═══ Extrait cité
Le 19 janvier dernier, Thérèse Priest, plus connue sous le prénom de Claudia, est enlevée en Centrafrique par des miliciens anti-Balaka.

 

Cette femme de 67 ans, domiciliée à Pont-de-Veyle, fondatrice de l’association humanitaire Imohoro restera séquestrée  cinq jours avant d’être libérée.

 

En bonne santé mais psychologiquement marquée, elle a bien voulu répondre en exclusivité aux questions de Voix de l’Ain.

 

Mme Priest, voici une semaine que vous avez été libérée. Comment vous sentez-vous ?

 

Ça va. Je suis en bonne santé. Mais… Disons que j’ai toujours un mauvais sommeil. Ca va passer !

 

Racontez-nous les circonstances de votre enlèvement

 

Je circulais avec un frère qui conduisait. Et un autre monté derrière, que je ne connaissais pas. Nous transportions des tables d’accouchement qui devaient permettre de doubler la capacité d’un dispensaire que l’association soutient, aux environs de Bangui. A la sortie de la ville, tout à coup, le pick-up a été bloqué par des énergumènes. Ils portaient des sortes de cagoules, des grigris… Ils étaient surtout lourdement armés. Le frère qui conduisait a été violemment jeté par terre. Des gens sont montés dans la voiture. On est partis en trombe en direction du quartier de Boy-Rabe. On a du rouler une quinzaine de minutes, pied au plancher dans les ruelles très sinueuses d’un quartier très résidentiel.

 

Quand le pick-up n’a plus pu avancer, on nous a sortis de la voiture (NDLR : Mme Priest et l’homme de l’arrière).

 

Des coups de feu et un couteau sous la gorge

 

Ils nous ont forcés à marcher encore une quinzaine de minutes. On a gravi une colline pour arriver jusqu’à une sorte de carrière. Ca pétaradait dans tous les sens. Ils tiraient des coups de feu. C’était très violent. A plusieurs reprises, les ravisseurs m’ont mis un couteau sous la gorge. Deux hommes me serraient très fortement les bras. Au point de me faire des bleus. J’essayais de capter du regard l’attention des villageois. C’est là que j’ai vu que l’homme qui était avec nous dans le 4×4 était la juste derrière. Dans un sens, cela m’a un peu rassuré. Je me suis dit : c’est un Centrafricain, il connaît la langue… Mais c’était vraiment effrayant.
══════
═══ Données extraites
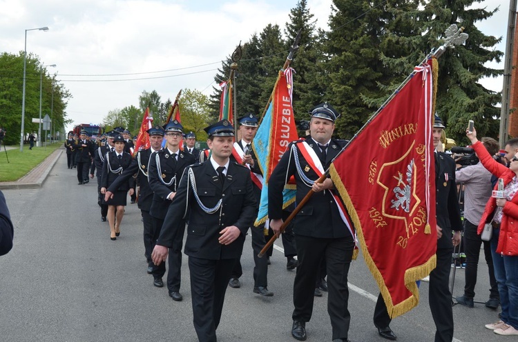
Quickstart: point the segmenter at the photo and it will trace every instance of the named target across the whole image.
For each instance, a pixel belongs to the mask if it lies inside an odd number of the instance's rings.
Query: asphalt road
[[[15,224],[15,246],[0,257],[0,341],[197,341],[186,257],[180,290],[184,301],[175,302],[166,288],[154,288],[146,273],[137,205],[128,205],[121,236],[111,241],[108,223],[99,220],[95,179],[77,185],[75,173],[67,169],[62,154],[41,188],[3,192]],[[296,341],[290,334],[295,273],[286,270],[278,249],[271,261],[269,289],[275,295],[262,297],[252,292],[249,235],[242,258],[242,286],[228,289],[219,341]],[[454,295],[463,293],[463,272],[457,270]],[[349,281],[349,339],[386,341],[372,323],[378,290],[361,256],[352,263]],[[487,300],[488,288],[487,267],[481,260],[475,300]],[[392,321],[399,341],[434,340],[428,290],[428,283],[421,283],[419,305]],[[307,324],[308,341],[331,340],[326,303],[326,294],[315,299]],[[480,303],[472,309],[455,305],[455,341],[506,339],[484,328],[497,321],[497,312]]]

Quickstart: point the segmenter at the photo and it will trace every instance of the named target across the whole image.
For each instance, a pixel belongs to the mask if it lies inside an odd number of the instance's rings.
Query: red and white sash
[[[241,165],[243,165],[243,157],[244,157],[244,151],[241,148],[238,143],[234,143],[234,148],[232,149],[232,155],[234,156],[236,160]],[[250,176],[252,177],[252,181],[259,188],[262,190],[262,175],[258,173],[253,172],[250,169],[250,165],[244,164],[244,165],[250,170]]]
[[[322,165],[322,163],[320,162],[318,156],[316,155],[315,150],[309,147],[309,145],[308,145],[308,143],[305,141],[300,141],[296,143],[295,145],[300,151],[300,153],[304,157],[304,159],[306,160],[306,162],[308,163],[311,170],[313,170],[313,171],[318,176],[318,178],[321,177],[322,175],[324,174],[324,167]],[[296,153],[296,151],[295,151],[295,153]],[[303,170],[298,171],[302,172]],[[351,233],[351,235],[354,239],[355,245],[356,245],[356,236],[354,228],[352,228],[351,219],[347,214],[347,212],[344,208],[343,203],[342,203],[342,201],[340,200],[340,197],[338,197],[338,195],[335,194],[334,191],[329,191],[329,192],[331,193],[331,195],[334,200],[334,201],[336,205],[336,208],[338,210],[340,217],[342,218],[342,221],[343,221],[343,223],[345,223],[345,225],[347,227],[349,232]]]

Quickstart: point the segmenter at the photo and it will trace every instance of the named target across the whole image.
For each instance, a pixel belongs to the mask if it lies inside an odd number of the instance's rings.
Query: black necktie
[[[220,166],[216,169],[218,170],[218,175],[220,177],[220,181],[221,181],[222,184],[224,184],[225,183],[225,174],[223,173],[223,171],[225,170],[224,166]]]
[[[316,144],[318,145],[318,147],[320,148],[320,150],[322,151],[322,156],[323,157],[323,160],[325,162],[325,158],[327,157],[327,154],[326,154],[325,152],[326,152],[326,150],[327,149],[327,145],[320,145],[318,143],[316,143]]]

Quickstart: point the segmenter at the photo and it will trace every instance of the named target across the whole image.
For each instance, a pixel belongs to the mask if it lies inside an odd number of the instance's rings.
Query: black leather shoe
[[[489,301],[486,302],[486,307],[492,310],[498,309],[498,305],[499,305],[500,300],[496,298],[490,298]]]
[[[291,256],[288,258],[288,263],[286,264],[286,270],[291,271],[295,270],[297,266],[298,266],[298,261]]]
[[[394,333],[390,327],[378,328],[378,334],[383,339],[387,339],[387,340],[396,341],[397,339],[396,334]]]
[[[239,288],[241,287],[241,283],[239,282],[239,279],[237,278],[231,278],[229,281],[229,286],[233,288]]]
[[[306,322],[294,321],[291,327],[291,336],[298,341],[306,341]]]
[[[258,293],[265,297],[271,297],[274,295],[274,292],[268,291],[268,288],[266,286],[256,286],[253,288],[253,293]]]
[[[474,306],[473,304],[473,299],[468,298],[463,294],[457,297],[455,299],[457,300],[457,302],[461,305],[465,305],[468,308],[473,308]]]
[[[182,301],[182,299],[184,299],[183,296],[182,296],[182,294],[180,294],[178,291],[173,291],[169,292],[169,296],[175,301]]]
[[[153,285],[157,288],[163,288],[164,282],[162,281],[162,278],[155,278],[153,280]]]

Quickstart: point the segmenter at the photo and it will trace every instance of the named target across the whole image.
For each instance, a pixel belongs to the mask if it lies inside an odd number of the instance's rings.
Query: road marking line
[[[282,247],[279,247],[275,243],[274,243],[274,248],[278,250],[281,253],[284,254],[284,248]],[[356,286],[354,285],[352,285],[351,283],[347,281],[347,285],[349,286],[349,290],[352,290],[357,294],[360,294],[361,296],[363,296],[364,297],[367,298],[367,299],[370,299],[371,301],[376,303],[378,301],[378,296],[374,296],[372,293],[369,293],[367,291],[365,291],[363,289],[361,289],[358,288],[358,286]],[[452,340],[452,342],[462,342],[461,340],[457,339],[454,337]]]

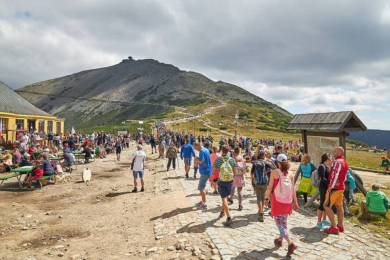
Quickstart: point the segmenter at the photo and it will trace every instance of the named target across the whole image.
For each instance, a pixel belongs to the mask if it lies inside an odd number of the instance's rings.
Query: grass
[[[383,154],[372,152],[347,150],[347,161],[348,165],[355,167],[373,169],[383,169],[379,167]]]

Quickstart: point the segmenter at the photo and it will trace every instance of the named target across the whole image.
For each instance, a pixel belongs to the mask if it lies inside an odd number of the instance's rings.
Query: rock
══════
_Consigne 1_
Renvoie le passage de l'extrait sur l'enlèvement qui va de « Quand le pick-up » jusqu'à « c’était vraiment effrayant. » inclus.
_Consigne 2_
D'après l'extrait sur l'enlèvement, que transportait le pick-up au moment où il a été bloqué ?

_Réponse 1_
Quand le pick-up n’a plus pu avancer, on nous a sortis de la voiture (NDLR : Mme Priest et l’homme de l’arrière).

 

Des coups de feu et un couteau sous la gorge

 

Ils nous ont forcés à marcher encore une quinzaine de minutes. On a gravi une colline pour arriver jusqu’à une sorte de carrière. Ca pétaradait dans tous les sens. Ils tiraient des coups de feu. C’était très violent. A plusieurs reprises, les ravisseurs m’ont mis un couteau sous la gorge. Deux hommes me serraient très fortement les bras. Au point de me faire des bleus. J’essayais de capter du regard l’attention des villageois. C’est là que j’ai vu que l’homme qui était avec nous dans le 4×4 était la juste derrière. Dans un sens, cela m’a un peu rassuré. Je me suis dit : c’est un Centrafricain, il connaît la langue… Mais c’était vraiment effrayant.

_Réponse 2_
Des tables d'accouchement, qui devaient permettre de doubler la capacité d'un dispensaire soutenu par l'association, aux environs de Bangui.